Please give an exact copy of every line from the one holding "One pin marks each instance of the front fairing" through the final line of the records below.

[[ WORKING DATA open ]]

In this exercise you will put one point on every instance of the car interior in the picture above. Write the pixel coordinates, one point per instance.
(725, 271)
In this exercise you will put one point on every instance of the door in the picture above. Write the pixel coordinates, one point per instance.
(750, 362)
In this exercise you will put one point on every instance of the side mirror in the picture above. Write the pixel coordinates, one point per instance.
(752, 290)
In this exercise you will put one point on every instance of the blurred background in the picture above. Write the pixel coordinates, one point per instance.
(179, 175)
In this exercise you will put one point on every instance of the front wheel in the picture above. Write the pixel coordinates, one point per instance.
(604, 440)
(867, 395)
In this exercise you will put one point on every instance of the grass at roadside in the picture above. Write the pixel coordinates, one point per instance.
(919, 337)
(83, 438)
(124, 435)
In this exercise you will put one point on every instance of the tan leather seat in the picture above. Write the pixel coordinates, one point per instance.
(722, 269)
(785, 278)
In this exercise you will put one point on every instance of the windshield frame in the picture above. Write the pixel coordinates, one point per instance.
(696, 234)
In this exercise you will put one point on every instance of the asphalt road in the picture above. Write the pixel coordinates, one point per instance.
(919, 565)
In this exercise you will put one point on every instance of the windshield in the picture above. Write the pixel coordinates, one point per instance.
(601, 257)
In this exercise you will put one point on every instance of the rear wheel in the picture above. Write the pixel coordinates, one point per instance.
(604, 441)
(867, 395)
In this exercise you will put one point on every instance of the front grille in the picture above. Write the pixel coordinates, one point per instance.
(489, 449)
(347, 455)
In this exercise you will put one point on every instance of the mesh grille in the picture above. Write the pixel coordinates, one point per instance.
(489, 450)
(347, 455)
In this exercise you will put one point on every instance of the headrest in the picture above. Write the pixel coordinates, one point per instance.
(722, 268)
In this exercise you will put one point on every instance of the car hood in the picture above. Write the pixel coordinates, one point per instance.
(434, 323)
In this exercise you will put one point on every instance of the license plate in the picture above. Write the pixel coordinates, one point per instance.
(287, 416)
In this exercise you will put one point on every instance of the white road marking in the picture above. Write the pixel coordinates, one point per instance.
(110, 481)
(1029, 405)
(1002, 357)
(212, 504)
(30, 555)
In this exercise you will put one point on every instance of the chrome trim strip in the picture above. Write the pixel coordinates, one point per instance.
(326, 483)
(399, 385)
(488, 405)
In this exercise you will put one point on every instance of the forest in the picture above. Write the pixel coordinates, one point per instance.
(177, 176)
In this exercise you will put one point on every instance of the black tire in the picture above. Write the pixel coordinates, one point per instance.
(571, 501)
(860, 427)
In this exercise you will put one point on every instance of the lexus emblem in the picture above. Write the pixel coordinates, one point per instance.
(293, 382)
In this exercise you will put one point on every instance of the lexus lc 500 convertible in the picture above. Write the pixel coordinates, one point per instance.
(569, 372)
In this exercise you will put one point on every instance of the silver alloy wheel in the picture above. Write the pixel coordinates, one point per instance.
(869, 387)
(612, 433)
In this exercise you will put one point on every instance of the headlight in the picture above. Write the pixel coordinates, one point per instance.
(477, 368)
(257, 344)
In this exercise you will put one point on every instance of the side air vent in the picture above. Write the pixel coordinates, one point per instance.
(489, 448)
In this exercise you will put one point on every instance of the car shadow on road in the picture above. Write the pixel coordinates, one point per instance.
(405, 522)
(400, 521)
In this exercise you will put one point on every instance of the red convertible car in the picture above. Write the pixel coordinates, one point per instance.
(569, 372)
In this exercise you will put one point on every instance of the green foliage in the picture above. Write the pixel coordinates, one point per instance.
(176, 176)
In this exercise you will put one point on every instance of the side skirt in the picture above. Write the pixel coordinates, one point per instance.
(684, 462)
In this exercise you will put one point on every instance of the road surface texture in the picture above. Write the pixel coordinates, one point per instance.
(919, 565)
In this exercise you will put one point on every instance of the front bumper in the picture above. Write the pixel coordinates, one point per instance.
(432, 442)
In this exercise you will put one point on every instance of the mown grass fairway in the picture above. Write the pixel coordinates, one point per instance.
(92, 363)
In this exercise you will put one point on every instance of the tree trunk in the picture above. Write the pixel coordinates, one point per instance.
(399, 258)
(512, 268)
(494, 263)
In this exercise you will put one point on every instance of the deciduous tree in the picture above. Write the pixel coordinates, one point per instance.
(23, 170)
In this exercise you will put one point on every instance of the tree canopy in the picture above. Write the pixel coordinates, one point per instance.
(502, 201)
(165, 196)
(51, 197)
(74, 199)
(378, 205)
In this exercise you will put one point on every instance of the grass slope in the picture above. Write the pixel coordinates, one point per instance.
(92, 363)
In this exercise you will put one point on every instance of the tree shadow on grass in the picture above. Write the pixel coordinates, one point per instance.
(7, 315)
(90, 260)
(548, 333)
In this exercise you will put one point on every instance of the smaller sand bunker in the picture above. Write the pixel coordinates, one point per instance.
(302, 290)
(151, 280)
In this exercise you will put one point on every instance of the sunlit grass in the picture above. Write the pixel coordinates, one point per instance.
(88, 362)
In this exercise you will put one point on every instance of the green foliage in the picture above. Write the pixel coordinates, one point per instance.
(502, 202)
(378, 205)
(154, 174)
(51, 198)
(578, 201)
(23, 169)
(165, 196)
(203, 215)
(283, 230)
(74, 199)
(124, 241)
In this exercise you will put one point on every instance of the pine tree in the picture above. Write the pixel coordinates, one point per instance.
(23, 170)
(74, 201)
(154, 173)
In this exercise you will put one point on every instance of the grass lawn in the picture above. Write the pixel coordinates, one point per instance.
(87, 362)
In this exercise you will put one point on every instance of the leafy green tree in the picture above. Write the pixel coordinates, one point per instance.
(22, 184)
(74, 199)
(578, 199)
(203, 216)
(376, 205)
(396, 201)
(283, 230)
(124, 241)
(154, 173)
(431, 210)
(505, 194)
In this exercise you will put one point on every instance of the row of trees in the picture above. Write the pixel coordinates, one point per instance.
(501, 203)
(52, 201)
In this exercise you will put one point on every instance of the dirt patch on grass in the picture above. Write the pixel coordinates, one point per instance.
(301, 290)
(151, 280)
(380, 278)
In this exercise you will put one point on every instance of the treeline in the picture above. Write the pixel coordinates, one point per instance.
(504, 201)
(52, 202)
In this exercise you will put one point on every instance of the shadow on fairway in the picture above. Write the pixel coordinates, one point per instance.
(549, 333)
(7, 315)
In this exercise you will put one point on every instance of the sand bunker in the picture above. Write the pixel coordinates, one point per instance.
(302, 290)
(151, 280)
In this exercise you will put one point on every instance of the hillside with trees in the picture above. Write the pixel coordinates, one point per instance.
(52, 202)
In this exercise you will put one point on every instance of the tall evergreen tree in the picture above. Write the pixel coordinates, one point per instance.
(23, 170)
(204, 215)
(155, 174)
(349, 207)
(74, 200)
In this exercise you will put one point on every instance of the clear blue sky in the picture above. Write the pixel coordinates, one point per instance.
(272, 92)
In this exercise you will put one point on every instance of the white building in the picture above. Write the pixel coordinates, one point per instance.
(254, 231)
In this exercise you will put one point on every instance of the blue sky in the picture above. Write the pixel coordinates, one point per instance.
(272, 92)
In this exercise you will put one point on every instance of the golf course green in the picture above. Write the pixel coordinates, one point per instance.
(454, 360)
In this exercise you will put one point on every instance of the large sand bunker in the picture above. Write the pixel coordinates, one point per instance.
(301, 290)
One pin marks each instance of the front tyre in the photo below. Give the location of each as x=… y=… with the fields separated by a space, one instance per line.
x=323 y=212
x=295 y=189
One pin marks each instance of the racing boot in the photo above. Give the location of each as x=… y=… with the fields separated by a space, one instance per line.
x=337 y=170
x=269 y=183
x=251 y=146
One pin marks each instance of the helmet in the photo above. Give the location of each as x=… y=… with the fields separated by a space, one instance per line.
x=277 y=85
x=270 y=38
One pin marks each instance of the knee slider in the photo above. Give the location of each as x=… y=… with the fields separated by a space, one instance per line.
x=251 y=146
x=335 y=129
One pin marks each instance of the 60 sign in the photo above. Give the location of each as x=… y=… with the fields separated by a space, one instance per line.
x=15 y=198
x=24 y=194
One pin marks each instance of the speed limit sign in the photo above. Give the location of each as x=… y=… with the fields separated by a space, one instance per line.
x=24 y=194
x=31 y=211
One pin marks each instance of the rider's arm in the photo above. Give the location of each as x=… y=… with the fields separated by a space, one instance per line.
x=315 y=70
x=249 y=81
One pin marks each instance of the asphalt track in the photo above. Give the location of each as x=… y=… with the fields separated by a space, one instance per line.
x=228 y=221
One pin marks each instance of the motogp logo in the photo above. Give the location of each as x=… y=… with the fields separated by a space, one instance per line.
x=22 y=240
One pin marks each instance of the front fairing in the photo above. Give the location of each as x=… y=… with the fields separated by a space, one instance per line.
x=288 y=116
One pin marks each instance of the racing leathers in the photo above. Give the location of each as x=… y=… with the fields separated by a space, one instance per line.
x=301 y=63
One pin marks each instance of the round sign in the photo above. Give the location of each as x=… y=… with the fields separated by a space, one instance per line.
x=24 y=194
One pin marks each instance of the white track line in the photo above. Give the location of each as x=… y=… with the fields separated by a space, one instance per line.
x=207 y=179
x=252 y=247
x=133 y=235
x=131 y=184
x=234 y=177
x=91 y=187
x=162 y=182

[[ WORKING DATA closed ]]

ANSWER TO THE PROBLEM →
One pin marks each instance of the front fairing in the photo above. Give the location of each as x=… y=… with the fields separated by a space, one instance per line.
x=288 y=116
One pin marks each instance of the racing leathers in the photo above. Give the location of each as x=… y=… with the fields separated by a space, one instance per line.
x=301 y=63
One pin marks each instance of the round sign in the photo above. Give the location of each as x=… y=… with the fields separated by a space, one instance per line.
x=24 y=194
One pin marks each instance of the white track line in the photo above. Give the location of each as x=… y=… with the fields separated by a space, one instance per line.
x=207 y=179
x=252 y=247
x=133 y=235
x=131 y=184
x=234 y=177
x=91 y=187
x=162 y=182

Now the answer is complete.